Required action ->
Nothing but the data itself, reproduced exactly, is the expected answer.

Point-per-instance localization data:

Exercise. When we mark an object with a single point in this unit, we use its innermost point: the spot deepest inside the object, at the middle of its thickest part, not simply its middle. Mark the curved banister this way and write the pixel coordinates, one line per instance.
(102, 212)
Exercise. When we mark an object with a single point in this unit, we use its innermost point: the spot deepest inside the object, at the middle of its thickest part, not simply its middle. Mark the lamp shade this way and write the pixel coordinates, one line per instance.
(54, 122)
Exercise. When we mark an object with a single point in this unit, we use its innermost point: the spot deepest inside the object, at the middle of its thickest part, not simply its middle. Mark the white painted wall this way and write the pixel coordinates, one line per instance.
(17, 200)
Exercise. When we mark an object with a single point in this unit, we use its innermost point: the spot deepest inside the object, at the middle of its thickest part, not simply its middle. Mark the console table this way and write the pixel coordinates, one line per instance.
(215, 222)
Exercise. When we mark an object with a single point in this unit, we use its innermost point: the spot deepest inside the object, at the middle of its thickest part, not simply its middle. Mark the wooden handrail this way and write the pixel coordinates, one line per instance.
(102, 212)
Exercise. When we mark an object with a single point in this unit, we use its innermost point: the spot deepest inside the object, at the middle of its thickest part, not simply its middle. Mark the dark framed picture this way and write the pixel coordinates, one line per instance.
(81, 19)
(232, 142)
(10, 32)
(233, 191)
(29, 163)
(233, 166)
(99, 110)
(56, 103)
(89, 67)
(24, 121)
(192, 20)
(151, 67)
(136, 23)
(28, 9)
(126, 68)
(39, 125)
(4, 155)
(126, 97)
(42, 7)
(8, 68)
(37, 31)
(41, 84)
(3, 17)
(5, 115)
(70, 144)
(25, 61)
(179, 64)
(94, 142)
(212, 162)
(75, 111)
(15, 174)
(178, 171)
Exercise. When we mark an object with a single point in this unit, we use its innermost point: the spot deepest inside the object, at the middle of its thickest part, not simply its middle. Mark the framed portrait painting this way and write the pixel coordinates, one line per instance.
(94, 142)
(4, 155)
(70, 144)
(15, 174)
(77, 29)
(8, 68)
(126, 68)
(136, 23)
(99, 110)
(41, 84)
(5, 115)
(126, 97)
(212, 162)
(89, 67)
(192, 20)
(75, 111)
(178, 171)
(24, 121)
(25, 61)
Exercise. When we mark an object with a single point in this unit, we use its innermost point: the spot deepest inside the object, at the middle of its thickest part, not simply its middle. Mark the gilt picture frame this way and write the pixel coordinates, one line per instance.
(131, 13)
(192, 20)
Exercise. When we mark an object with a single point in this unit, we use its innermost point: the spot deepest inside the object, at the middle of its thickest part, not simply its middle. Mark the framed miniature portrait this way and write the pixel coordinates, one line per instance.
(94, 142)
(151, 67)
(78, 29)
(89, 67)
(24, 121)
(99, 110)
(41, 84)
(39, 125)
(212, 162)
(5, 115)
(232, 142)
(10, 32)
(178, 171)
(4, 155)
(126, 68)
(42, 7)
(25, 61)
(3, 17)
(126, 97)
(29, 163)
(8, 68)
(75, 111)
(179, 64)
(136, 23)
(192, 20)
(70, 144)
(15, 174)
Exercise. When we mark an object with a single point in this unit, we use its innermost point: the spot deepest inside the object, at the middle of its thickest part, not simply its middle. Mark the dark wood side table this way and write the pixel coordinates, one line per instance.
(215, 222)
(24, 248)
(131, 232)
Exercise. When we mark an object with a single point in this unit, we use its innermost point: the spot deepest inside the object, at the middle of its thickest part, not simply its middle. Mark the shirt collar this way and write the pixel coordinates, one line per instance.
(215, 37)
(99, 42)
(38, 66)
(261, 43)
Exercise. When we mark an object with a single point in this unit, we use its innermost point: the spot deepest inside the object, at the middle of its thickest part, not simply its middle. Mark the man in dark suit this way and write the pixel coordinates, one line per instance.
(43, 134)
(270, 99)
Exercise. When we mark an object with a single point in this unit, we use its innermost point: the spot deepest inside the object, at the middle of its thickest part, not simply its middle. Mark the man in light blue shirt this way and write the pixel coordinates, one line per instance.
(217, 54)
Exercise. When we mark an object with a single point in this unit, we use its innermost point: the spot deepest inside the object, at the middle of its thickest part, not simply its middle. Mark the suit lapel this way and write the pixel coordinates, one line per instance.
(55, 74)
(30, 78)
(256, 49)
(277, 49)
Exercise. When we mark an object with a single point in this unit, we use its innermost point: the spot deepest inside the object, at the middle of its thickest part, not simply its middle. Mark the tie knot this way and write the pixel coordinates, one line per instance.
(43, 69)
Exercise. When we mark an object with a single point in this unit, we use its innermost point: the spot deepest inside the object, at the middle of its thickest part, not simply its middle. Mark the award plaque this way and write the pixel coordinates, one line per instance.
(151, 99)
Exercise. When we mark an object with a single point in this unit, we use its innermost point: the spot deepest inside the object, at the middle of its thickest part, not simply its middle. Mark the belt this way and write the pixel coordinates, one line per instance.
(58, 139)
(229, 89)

Completed task ->
Exercise. When we mark an object with a single point in this unit, we use its innermost point: the spot deepest inside the object, at the middle of its thickest part, not simply its middle. Mark the curved banister this way and write the pixel coordinates, one line per instance.
(102, 212)
Exercise. When we mark an object with a single point in this unit, we use its innermost point: the spot deepest inside the object, at the middle of its thickest part, not simply its middle. Mark the lamp shade this way and write the pixel coordinates, one line per instance.
(54, 122)
Exercise. When we mark an object with a single point in this unit, we use its innermost point: the spot deepest inside the object, at the middle of its thickest part, not simply its middle. Mark the white painted wall this way and write the pixel coordinates, one line per instance.
(17, 200)
Exercise. When we mark an object with a single point in this unit, we use its innermost point: the spot deepest inside the object, at the middle of its thickest part, not simply its middle. Mark the console table this way and write the pixel coordinates, one line per instance.
(215, 222)
Exercise. When we mark an object with a single point in this unit, we use its innermost point: the spot deepest inside the object, at the middle of its thickest part, not simply its middle. Mark the wooden handrail this way and write the pixel coordinates, one line per instance.
(102, 212)
Exercise. When we mark an object with a single point in this unit, we use its innermost point: the spot deepest inside the object, at the middle of its thickest part, not simply its middle. Mark the dark framed picture this way and write the pixel coordinates, one line per instance.
(81, 19)
(232, 142)
(10, 32)
(233, 191)
(29, 163)
(233, 166)
(99, 110)
(56, 103)
(89, 67)
(24, 121)
(192, 20)
(151, 67)
(136, 23)
(28, 9)
(126, 68)
(39, 125)
(4, 155)
(126, 97)
(42, 7)
(8, 68)
(37, 31)
(41, 84)
(3, 17)
(5, 115)
(70, 144)
(25, 61)
(179, 64)
(94, 142)
(212, 162)
(75, 111)
(15, 174)
(178, 171)
Exercise. When we mark an object with a single point in this unit, we use its innermost point: the spot deepest inside the object, at the middle of its thickest part, not simply its middle. Mark the framed portrait painting this way and write the pixel coordinates, one line per instance.
(94, 142)
(4, 155)
(70, 144)
(15, 174)
(77, 29)
(8, 68)
(126, 68)
(136, 23)
(99, 110)
(41, 84)
(5, 115)
(126, 97)
(212, 162)
(89, 67)
(192, 20)
(75, 111)
(178, 171)
(24, 121)
(25, 61)
Exercise. When we mark an object with a single point in this unit, we use its innermost point: the spot deepest inside the object, at the middle of its thickest part, not simply its middle. Mark the gilt picture frame this way and write the pixel coordinates, one line per instance.
(131, 13)
(192, 20)
Exercise. When we mark an object with a single point in this unit, we use its innermost point: the spot deepest inside the object, at the middle of its thickest part, not simply its middle. Mark the framed miniature portrait this way and write the pixel coordinates, one line per instance.
(94, 142)
(151, 67)
(78, 29)
(89, 67)
(24, 121)
(99, 110)
(41, 84)
(39, 125)
(212, 162)
(5, 115)
(232, 142)
(10, 32)
(178, 171)
(4, 155)
(126, 68)
(42, 7)
(25, 61)
(3, 17)
(126, 97)
(29, 163)
(8, 68)
(75, 111)
(179, 64)
(136, 23)
(192, 20)
(70, 144)
(15, 174)
Exercise. When we mark an object with a single point in this unit, we use its innermost point: the spot deepest inside the object, at the middle of its thickest part, not simply its middle. Mark the dark wood side table this way and write the pixel coordinates, one line per instance.
(215, 222)
(24, 248)
(131, 232)
Exercise. When we mark an object with a single point in this unit, we use its innermost point: the spot deepest inside the object, at the middle of its thickest part, not simply its middle. Mark the shirt collar this way and write the pixel coordinates, one line per instance.
(215, 37)
(99, 42)
(38, 66)
(261, 43)
Exercise. When we mark an object with a single point in this unit, we use its innermost point: the spot deepest inside the object, at the middle of its thickest part, not simply its middle. Mark the man in dark suit this way and write the pixel coordinates, one line per instance.
(43, 134)
(270, 99)
Exercise. When we mark an object with a single point in this unit, we use its innermost point: the spot deepest inside the object, at the middle of its thickest part, not simply its middle. Mark the man in light blue shirt this way and write the pixel coordinates, one line per instance.
(217, 54)
Exercise. When we mark an object with a single point in this unit, we use its innermost point: the spot deepest inside the object, at the middle of its thickest part, not simply its middle. Mark the suit lapel this way and write the pixel coordinates, one line per instance.
(55, 74)
(30, 78)
(256, 49)
(277, 49)
Exercise. When we mark an object with a single point in this unit, we use its innermost point: the spot deepest inside the object, at the middle of its thickest part, not simply its middle. Mark the tie knot this way and write the pixel coordinates, one line per instance.
(43, 69)
Exercise. When we mark an object with a single point in this unit, we use its innermost point: the spot deepest inside the object, at the middle of its thickest part, not simply its middle. Mark the award plaque this way and write the pixel coordinates, one line per instance.
(151, 99)
Exercise. When we mark an object with a single point in this unit, we use its innermost point: the spot deepest inside the object, at the middle of its thickest part, not simply its middle. Mark the belt this way and write the pixel coordinates, one line per instance.
(58, 139)
(229, 89)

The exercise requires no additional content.